* Request A
Rewrite the merger text from "The Tender Offer expired" to "and the Purchaser.", putting "Exchange Offer" wherever "Tender Offer" appears.

--- Start Document section ---

The Tender Offer expired at 12:00 midnight, New York City time, on Wednesday,
July 12, 2000. The Purchaser provided for a subsequent offering period which is
scheduled to expire at midnight, New York City time, on Wednesday, August 2,
2000. The Tender Offer was made pursuant to an Agreement and Plan of Merger,
dated as of May 24, 2000 (the "Merger Agreement"), by and among the Company,
Parent and the Purchaser.

          The Merger Agreement provides that, following consummation of the
Tender Offer and satisfaction or waiver of the other conditions set forth in the
Merger Agreement, and in accordance with the provisions of applicable law, the
Purchaser will be merged with and into the Company (the "Merger"). The Company
will survive the Merger as a wholly-owned subsidiary of Parent. In the Merger,
any remaining outstanding shares of Common Stock (other than shares of Common
Stock owned by the Company, the Purchaser, Parent or a subsidiary of the Company
or Parent, or by shareholders, if any, who are entitled to and who properly
exercise dissenters' rights under Oregon law) will be canceled and converted
into the right to receive cash in the amount of $16.00 per share. The Company's
board of directors (the "Board") has previously approved the Merger and the
Merger Agreement. As a result of the Tender Offer, the affirmative vote of
shareholders of the Company is not required to approve the Merger.

          The Purchaser has advised the Company that the source of funds for the
Tender Offer, the Merger and related fees and expenses was a combination of a
capital contribution and an inter-company loan from Parent. The Purchaser has
advised the Company that the source of funds for Parent's capital contribution
and loan to the Purchaser was cash on hand and the proceeds of borrowings under
Parent's senior unsecured revolving credit facility with a syndication of
lenders headed by Bank One, NA. The Purchaser has advised the Company that the
credit agreement relating to the revolving credit facility contains the
following material terms: (a) the $100 million credit facility is unsecured and
will mature on June 30, 2005; (b) loans bear interest at (i) a floating rate
based upon the prime rate or the effective federal funds rate plus .5% or (ii) a
Eurodollar rate based upon the London interbank offered rate ("LIBOR") plus a
margin ranging from .625% to 1.00% per annum, based upon Parent's leverage ratio
(total debt to consolidated EBITDA (earnings before interest, taxes,
depreciation, and amortization)) from time to time; (c) Parent agreed to pay a
variable commitment fee ranging from .175% to .315% per annum (based upon
Parent's leverage ratio from time to time) calculated on the unused portion of
the revolving credit facility; (d) loans made under the credit agreement are
subject to customary conditions, representations and warranties, affirmative and
negative covenants and default provisions, and (e) financial covenants include
an interest coverage ratio, a leverage ratio and a minimum net worth
requirement.

--- End Document section ---
--- Start Records to use ---

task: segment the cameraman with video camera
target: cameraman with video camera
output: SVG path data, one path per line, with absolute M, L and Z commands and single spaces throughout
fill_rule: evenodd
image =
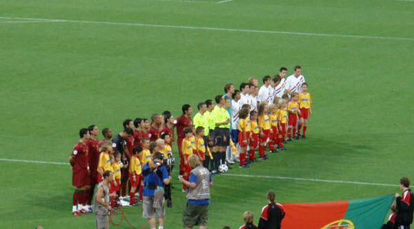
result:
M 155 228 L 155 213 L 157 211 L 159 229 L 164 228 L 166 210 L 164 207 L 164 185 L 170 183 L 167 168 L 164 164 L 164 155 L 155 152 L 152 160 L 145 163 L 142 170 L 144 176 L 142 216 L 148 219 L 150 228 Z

--- End Records to use ---

* Request B
Return each line of the records that contains the word "video".

* Problem solution A
The Exchange Offer expired at 12:00 midnight, New York City time, on Wednesday,
July 12, 2000. The Purchaser provided for a subsequent offering period which is
scheduled to expire at midnight, New York City time, on Wednesday, August 2,
2000. The Exchange Offer was made pursuant to an Agreement and Plan of Merger,
dated as of May 24, 2000 (the "Merger Agreement"), by and among the Company,
Parent and the Purchaser.

* Problem solution B
task: segment the cameraman with video camera
target: cameraman with video camera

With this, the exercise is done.